§ **Check your understanding**
a) In the passage on medical progress, what device did Pascal build in the Enlightenment?
b) Repeat the passage on medical progress word for word, starting at "Via a couple" and ending at "past 167 years.".
c) Write what comes next in the passage on medical progress, picking up after its final sentence.

§ **Page extract**
The Passage of Time, the Avalanche of Medicine

Via a couple of posts from Anders Sandberg, my attention was drawn today to an illustration of the scale of medical progress. The latest BMJ contains a list of short essays on important medical milestones since 1840 - glances at small fractions of the enormous progress in medicine that has occurred in the past 167 years.

167 years is not such a long time when you stop to think about it; some people living today have seen two thirds of that span with their own eyes. So much has come to pass; many of the tools of medicine today would have been hard to imagine in the 1950s, let alone the 1840s. Human life expectancy has increased dramatically over this time as the result of improvements in our knowledge and willingness to use it to improve our lot:

Since the Stone Age we have evaluated, interpreted, calculated, and computed. As we observed the effects of our primitive interventions we tried, tried again, and modified our technology. Our legs could take us only so far, until we extended their reach through increasingly sophisticated means of transportation - technology that took us across land and sea and through the air. We overcame the limits of our visual acuity with lenses, opening new vistas of the heavens and the microcosm. Our clinical gaze was augmented by new understandings of anatomy, physiology, and pathology. New tools, such as the stethoscope, radiography, and anaesthesia, let us listen to and see into the human body and tinker with it.

Inevitably, we moved beyond augmenting our limbs and our sense organs. Our powerful brain began to realise its own limitations. With its insatiable urge for self improvement and its unparalleled parallel processing capacity it began building tools to enhance itself. We created external devices that exponentially increased our ability to calculate, analyse, and learn. It took us two millennia to jump from the Babylonian abacus to the mechanical eight digit calculator that Pascal built in the Enlightenment. After only two centuries Charles Babbage envisaged a massive, steam powered mechanical calculator designed to print astronomical tables. Less than a century later Alan Turing created Colossus, an electronic computer that helped end a war plagued by our self destructive drive and power. Over only decades in the second half of the 20th century we developed powerful resources to communicate and exchange unlimited amounts of knowledge, almost anywhere and at any time. We created a global network of computers able to decode the genome; machines capable of seeing our body and its functions in three dimensions; tools to track and control diseases remotely. Computers started to change the way we learn, live, communicate, and heal.

§ **Information**
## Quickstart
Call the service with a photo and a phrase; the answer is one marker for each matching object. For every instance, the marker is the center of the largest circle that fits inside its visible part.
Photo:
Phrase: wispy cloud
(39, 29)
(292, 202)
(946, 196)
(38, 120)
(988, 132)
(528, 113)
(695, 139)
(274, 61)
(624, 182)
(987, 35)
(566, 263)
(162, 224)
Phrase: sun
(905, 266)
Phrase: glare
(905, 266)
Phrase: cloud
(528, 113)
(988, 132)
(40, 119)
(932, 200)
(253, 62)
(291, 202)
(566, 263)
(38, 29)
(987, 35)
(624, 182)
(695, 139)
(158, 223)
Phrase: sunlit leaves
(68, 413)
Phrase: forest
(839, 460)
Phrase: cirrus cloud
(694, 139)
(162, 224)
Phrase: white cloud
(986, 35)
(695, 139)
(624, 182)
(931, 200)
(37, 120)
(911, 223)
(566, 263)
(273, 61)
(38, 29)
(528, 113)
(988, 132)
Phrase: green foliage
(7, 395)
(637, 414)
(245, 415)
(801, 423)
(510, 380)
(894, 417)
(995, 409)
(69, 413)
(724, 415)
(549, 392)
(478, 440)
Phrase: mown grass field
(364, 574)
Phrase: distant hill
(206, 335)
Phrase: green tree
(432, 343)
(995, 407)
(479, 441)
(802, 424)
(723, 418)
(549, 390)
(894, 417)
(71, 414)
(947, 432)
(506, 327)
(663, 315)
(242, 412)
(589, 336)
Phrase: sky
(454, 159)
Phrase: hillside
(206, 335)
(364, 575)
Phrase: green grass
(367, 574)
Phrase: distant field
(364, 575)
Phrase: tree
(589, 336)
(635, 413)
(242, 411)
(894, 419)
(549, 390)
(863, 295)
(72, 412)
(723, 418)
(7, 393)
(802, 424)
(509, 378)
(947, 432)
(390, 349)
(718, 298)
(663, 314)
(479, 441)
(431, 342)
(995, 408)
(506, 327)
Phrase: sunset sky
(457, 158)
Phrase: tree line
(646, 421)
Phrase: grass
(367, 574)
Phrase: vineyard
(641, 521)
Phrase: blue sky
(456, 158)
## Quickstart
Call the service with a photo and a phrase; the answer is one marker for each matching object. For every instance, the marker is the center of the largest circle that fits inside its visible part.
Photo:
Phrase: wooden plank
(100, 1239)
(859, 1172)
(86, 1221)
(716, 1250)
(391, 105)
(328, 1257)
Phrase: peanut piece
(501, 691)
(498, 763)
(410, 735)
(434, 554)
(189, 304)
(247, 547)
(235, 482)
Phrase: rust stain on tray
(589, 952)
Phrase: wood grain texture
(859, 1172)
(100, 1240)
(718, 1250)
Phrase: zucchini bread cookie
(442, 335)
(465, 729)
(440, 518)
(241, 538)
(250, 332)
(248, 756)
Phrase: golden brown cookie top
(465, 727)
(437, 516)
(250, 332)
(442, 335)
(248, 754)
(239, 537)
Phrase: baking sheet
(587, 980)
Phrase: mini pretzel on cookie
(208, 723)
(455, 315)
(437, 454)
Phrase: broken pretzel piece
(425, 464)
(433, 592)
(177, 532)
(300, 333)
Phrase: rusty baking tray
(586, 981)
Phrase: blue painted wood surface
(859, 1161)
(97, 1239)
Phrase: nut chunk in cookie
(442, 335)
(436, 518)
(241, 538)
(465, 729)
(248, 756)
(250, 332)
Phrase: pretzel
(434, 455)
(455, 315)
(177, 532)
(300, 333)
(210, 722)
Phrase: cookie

§ **Answers**
a) A mechanical eight digit calculator.

b)
Via a couple of posts from Anders Sandberg, my attention was drawn today to an illustration of the scale of medical progress. The latest BMJ contains a list of short essays on important medical milestones since 1840 - glances at small fractions of the enormous progress in medicine that has occurred in the past 167 years.

c)
The pace of science, computation and medical engineering is blistering today - why is there any doubt that the medicine of the 2050s will be far more advanced, to the point of extending the present limits of our healthy lives? When we look at what was lacking in 1840 that is known and available in 2007, it seems that those alive then must have lived in the uttermost darkness and suffering. The young of 2050 will see much the same in 2007 - how could people have carried on without reliable cures for cancer, without instant diagnosis of all conditions, without superior, artificial immune systems, without nanomedicine to repair the cellular damage caused by aging?

A look back at history allows us to see the full sweep, power and momentum of medical science, a vision often missed in the day-to-day view of incremental advances. This momentum of progress will carry us into a future of far greater knowledge, capability and longevity - the only questions for we aging individuals are those of pace and timing.